Text to read =>
_ _ _
Proof [click to expand]

The fact that $\chi_k$ is a character follows directly from the definition of a character.

To see that $F$ is a homomorphism, we must show that $\chi_{k_1 + k_2} = \chi_{k_1}\cdot\chi_{k_2}$ for all $k_1,k_2\in\mathbb{Z}/N$.

Let $k_1,k_2\in\mathbb{Z}/N$ be elements of $\mathbb{Z}/N$. Then for all $l\in\mathbb{Z}/N$:

\[\begin{align*} \chi_{k_1 + k_2}(l) &= \omega_N^{(k_1 + k_2)l} \\ &= \omega_N^{k_1 l}\cdot \omega_N^{k_2 l} \\ &= \chi_{k_1}(l)\cdot\chi_{k_2}(l) \end{align*}\]

To see that $F$ is injective, note that if $k\in\mathbb{Z}/N$ is in the kernel of $F$ then $\chi_k(l) = \omega_N^{kl} = 1$ for all $l\in\mathbb{Z}/N$. But this implies that $k=0$.

To see that $F$ is surjective, let $\chi\in\widehat{Z/N}$ be a character. By Character Properties, $\chi(1)^N=1$. Therefore, there exists some $k\in\mathbb{Z}/N$ such that $\chi(1) = \omega_N^k$. It is easy to see that $\chi = F(k)$.
_ _ _
Collected material =>
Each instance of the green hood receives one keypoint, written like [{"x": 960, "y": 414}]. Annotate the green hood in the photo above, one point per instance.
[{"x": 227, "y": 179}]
_ _ _
Jobs =>
1) According to the proof, what does Character Properties give about $\chi(1)$?
2) Reproduce the proof word for word from "To see that $F$ is a" up to and including "that $\chi = F(k)$.".

Answers =>
1) $\chi(1)^N = 1$

2)
To see that $F$ is a homomorphism, we must show that $\chi_{k_1 + k_2} = \chi_{k_1}\cdot\chi_{k_2}$ for all $k_1,k_2\in\mathbb{Z}/N$.

Let $k_1,k_2\in\mathbb{Z}/N$ be elements of $\mathbb{Z}/N$. Then for all $l\in\mathbb{Z}/N$:

\[\begin{align*} \chi_{k_1 + k_2}(l) &= \omega_N^{(k_1 + k_2)l} \\ &= \omega_N^{k_1 l}\cdot \omega_N^{k_2 l} \\ &= \chi_{k_1}(l)\cdot\chi_{k_2}(l) \end{align*}\]

To see that $F$ is injective, note that if $k\in\mathbb{Z}/N$ is in the kernel of $F$ then $\chi_k(l) = \omega_N^{kl} = 1$ for all $l\in\mathbb{Z}/N$. But this implies that $k=0$.

To see that $F$ is surjective, let $\chi\in\widehat{Z/N}$ be a character. By Character Properties, $\chi(1)^N=1$. Therefore, there exists some $k\in\mathbb{Z}/N$ such that $\chi(1) = \omega_N^k$. It is easy to see that $\chi = F(k)$.